• PROVIDED DATA:
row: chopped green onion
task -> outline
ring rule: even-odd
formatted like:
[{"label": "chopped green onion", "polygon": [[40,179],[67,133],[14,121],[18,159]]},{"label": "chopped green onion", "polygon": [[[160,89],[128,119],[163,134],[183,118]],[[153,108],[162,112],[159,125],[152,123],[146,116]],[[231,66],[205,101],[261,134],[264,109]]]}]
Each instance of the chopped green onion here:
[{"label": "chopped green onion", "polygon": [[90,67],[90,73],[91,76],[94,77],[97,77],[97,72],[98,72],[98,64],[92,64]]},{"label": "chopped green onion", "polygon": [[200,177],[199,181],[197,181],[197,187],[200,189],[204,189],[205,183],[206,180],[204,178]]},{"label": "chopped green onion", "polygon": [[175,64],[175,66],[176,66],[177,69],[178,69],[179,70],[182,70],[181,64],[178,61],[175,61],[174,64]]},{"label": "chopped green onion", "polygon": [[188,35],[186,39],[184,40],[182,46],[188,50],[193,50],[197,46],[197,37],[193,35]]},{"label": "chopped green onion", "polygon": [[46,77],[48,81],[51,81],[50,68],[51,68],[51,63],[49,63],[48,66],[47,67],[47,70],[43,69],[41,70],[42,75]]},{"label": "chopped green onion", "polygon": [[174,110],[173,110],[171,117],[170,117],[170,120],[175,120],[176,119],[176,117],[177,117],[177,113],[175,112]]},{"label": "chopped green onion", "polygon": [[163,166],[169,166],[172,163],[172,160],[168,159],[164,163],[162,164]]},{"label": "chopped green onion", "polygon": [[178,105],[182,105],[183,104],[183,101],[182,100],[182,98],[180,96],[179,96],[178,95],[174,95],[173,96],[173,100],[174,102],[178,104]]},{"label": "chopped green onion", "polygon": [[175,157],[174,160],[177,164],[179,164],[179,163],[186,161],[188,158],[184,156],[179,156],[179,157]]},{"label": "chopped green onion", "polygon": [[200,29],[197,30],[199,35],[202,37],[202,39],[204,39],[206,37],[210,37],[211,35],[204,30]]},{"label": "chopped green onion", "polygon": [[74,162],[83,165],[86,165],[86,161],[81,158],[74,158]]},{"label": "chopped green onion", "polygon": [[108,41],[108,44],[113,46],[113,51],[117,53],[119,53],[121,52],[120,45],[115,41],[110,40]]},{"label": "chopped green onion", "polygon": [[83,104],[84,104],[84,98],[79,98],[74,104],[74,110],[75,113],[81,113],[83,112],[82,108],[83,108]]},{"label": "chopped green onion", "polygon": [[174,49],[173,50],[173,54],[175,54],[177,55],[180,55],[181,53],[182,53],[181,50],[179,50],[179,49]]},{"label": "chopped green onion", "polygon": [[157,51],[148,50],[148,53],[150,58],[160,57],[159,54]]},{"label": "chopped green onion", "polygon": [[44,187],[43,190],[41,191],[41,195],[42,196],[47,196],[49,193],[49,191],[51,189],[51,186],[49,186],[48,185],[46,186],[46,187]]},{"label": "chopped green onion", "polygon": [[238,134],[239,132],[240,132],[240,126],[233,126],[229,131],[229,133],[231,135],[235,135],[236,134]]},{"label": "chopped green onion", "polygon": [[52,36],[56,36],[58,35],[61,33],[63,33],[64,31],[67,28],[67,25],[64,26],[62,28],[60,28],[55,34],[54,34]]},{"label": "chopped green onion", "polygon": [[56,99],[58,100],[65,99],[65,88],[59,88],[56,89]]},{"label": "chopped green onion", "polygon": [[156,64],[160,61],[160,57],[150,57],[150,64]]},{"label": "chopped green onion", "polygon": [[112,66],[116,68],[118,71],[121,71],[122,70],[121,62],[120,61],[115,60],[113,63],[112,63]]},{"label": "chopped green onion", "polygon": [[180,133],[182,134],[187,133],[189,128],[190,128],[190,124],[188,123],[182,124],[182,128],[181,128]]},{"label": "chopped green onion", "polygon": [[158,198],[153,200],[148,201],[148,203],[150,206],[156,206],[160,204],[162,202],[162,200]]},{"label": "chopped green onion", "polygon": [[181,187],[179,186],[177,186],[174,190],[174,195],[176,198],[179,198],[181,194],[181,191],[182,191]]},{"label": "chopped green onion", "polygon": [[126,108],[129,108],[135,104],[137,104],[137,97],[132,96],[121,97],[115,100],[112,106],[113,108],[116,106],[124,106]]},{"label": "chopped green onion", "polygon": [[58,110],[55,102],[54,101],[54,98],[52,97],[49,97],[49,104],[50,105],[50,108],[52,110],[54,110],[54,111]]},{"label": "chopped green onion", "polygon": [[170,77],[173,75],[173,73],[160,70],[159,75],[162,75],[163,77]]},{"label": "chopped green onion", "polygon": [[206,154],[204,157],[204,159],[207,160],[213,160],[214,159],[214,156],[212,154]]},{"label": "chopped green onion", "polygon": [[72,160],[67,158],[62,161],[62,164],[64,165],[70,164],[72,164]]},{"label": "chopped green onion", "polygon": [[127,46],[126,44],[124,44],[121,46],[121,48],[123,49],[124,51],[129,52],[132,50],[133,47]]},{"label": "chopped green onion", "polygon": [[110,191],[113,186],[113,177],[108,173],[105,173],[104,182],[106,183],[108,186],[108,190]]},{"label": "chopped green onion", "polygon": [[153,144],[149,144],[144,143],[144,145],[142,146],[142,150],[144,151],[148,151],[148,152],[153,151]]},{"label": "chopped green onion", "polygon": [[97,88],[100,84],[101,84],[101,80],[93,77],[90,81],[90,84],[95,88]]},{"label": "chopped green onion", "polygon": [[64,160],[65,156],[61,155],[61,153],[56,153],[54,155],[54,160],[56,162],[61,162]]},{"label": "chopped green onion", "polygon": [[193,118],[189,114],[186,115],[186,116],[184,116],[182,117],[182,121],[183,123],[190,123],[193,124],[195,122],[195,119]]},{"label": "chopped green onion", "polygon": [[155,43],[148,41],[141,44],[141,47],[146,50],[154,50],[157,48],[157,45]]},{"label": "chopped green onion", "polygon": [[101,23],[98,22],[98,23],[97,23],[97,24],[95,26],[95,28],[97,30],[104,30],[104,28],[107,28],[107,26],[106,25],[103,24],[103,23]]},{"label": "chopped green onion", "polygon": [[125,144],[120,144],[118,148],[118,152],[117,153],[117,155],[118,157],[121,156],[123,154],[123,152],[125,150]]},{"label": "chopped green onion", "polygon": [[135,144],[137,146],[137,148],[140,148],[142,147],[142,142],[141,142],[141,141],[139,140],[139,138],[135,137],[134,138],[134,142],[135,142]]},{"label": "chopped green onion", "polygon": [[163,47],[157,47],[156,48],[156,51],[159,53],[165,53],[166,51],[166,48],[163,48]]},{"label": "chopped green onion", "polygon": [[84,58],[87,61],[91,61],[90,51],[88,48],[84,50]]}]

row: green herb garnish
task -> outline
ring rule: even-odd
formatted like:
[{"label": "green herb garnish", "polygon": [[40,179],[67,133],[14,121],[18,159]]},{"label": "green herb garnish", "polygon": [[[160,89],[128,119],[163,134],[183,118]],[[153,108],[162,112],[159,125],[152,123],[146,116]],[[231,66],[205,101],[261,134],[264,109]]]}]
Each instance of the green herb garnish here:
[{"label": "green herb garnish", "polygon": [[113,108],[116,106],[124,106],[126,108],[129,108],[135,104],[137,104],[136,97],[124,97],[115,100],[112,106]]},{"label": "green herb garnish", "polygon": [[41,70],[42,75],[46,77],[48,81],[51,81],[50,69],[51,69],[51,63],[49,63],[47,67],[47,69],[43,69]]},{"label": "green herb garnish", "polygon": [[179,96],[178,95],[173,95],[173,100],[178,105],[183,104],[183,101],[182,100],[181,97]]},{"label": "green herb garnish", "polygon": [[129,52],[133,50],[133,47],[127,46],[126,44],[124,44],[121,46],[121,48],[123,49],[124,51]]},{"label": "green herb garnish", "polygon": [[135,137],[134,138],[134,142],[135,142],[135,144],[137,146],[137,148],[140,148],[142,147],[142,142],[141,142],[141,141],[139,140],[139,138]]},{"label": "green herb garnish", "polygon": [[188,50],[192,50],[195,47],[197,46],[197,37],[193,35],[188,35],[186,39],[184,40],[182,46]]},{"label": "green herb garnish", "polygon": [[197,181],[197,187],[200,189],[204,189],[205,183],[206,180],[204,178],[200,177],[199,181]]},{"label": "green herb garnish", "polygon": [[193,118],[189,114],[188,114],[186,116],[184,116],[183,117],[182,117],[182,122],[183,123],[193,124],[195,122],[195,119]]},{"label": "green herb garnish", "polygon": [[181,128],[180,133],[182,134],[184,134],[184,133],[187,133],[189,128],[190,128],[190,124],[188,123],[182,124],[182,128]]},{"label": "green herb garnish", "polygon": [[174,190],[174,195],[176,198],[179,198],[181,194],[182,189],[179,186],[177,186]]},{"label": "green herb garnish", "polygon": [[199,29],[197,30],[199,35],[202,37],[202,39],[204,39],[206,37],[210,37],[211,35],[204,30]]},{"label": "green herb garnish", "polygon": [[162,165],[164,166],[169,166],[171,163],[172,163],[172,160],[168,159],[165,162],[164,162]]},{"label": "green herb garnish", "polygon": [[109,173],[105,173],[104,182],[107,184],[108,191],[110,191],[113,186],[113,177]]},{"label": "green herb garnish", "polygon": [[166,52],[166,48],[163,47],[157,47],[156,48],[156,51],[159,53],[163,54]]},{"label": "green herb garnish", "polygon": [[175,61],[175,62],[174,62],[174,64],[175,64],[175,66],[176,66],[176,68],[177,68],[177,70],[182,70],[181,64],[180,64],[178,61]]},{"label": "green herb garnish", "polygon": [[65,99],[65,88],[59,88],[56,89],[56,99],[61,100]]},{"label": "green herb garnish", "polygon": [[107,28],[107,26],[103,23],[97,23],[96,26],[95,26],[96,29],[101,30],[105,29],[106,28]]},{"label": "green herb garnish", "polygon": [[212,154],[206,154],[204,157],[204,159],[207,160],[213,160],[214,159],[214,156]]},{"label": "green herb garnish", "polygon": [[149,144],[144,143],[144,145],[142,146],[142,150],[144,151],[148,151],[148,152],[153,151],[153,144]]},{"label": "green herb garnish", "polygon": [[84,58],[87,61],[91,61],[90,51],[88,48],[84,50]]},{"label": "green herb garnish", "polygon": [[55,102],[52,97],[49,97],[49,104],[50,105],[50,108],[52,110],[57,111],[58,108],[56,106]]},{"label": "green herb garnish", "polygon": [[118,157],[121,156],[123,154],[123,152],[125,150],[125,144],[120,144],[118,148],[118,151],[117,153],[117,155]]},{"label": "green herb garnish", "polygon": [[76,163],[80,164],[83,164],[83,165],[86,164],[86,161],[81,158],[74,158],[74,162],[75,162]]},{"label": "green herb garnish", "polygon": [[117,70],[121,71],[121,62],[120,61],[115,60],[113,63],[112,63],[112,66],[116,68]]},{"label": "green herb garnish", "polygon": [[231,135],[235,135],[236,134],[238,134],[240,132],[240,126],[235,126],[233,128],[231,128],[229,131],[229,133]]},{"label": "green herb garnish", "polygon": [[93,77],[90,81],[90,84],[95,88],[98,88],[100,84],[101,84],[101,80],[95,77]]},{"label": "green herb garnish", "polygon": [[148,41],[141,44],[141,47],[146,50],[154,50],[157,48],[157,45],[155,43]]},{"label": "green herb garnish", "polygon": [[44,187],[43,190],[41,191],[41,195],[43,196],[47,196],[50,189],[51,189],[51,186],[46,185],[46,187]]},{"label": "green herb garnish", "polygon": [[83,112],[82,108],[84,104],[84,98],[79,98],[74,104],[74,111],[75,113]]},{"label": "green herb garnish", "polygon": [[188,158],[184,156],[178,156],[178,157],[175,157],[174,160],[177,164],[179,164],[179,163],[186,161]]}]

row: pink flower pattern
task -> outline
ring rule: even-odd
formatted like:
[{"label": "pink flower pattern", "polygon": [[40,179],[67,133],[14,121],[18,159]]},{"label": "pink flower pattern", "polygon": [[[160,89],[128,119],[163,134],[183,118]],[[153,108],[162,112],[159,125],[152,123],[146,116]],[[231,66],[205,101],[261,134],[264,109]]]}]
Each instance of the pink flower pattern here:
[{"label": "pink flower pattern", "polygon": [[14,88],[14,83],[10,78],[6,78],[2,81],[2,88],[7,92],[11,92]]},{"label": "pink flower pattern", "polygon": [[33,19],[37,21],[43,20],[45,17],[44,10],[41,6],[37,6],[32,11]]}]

• YOUR TASK: Reproduce verbatim the rows from the start through the line containing "Each instance of the chopped", including that line.

• EXERCISE RESULT:
row: chopped green onion
task -> outline
ring rule: even-odd
formatted like:
[{"label": "chopped green onion", "polygon": [[40,179],[67,133],[14,121],[18,159]]},{"label": "chopped green onion", "polygon": [[[160,89],[128,119],[163,134],[183,118]],[[153,108],[162,112],[159,125],[152,123],[146,116]],[[231,66],[205,101],[261,134],[264,109]]]}]
Each instance of the chopped green onion here:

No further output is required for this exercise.